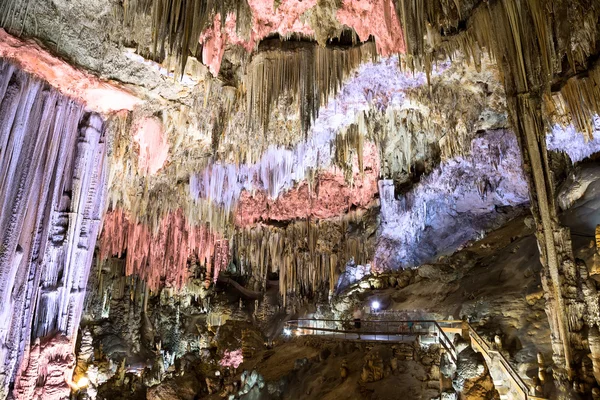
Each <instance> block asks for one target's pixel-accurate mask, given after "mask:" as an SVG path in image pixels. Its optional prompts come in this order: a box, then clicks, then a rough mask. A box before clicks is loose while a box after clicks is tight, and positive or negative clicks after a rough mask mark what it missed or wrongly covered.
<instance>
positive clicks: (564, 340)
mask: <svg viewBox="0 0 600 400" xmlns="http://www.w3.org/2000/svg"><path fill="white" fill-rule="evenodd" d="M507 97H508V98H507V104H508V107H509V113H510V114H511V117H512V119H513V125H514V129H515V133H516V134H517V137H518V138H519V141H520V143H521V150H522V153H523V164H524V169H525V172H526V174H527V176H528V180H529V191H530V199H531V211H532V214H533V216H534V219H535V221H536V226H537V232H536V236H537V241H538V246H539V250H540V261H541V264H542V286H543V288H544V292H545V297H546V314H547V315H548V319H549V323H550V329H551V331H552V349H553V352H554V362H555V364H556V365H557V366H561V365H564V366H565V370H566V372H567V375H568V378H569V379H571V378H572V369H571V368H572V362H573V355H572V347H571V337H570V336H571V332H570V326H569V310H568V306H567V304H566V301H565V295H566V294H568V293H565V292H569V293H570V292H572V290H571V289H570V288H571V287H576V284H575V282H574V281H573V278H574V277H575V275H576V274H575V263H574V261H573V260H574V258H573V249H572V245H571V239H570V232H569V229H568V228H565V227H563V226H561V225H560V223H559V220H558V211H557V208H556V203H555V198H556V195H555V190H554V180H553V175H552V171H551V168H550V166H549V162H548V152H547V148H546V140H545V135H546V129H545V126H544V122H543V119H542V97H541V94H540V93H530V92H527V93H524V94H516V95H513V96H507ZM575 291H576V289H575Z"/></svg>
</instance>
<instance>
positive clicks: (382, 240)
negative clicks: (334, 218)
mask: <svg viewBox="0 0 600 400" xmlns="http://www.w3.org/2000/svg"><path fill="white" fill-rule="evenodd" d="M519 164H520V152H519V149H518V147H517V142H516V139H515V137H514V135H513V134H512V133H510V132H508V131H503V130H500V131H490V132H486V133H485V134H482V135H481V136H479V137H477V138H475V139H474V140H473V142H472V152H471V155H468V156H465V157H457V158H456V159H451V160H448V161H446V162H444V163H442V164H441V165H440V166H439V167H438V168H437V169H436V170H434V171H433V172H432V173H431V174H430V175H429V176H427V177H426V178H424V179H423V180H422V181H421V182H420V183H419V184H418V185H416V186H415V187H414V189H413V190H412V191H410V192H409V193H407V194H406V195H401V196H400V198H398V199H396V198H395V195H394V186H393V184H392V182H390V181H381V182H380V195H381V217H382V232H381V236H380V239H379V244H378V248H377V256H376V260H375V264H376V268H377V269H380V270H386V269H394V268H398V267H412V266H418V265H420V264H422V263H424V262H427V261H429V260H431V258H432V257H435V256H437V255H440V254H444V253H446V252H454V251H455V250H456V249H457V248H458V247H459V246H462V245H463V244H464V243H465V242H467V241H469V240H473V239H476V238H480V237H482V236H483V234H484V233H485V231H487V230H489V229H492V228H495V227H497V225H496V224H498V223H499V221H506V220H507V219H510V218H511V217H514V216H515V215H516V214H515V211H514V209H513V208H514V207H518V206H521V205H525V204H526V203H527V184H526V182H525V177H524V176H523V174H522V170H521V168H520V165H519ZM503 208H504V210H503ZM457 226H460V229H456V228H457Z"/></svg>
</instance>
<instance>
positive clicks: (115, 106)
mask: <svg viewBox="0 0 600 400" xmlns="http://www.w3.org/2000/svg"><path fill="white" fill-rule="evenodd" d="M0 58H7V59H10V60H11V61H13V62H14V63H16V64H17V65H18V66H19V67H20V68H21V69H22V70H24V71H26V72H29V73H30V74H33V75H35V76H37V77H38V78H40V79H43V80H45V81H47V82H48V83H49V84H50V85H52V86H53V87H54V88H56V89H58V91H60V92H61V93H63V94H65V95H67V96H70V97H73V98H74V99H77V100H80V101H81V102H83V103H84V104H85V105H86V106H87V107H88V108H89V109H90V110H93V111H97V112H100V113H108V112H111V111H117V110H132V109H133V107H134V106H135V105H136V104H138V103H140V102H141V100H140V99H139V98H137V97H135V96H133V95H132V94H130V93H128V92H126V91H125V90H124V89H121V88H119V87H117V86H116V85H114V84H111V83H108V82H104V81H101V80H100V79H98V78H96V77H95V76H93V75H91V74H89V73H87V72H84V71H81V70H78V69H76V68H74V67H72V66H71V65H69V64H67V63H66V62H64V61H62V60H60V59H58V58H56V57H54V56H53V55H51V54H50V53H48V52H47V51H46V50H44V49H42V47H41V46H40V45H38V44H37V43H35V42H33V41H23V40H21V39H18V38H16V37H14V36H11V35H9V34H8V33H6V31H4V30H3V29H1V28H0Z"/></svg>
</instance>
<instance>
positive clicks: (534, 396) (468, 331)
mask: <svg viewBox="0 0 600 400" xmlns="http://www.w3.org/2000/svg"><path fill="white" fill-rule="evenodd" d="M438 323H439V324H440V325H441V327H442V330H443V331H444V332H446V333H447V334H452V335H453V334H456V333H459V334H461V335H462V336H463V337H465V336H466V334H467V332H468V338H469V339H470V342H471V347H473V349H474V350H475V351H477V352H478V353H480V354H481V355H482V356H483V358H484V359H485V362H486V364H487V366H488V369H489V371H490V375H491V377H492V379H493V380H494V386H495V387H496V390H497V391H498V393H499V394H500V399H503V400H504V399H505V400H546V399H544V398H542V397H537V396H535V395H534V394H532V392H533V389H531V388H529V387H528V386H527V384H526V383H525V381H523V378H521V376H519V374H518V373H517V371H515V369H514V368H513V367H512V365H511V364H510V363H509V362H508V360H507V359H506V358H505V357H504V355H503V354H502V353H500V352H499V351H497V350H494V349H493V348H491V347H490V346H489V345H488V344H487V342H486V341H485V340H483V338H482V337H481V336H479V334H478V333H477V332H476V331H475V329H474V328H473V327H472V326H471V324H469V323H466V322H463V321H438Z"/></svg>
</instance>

▸ **ACTION ITEM**
Every line with the word "clicks" in it should be copied from the listing above.

▸ **FINISHED TASK**
Each <instance> block asks for one target's pixel-accurate mask, given after "mask:" as an SVG path in image pixels. Its optional prompts come in this order: a box, then clicks, then a rough mask. A box before clicks is loose while a box after clicks is tight, and positive or negative clicks after a rough mask mark what it missed or wrongly covered.
positive clicks: (564, 340)
positive clicks: (382, 240)
negative clicks: (334, 218)
positive clicks: (115, 106)
positive clicks: (534, 396) (468, 331)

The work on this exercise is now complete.